◆ Problem to solve
Write out the lines exactly as they appear, everything from the line containing "target: framed mirror" down to the line containing "Trace the outline of every instance of the framed", both included.

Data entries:
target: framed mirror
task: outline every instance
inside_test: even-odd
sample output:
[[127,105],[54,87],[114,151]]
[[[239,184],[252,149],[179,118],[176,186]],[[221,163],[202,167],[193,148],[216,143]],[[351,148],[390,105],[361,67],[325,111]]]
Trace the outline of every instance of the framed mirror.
...
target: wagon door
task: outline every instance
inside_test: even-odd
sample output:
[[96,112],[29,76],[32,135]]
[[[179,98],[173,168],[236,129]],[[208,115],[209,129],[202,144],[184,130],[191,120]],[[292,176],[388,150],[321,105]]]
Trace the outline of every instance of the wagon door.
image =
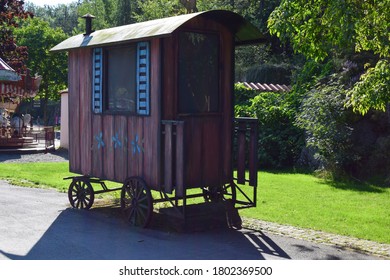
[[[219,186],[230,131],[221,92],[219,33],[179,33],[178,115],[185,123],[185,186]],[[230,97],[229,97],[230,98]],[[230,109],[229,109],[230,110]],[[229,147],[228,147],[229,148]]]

◆ Full solution
target: framed mirror
task: outline every instance
inside_test: even-odd
sample output:
[[127,105],[54,87],[114,151]]
[[[239,184],[252,149],[179,118],[176,186]],[[221,163],[202,167],[193,148],[216,143]],[[351,148],[390,105],[361,67],[325,111]]]
Trace the outline of every instance of the framed mirror.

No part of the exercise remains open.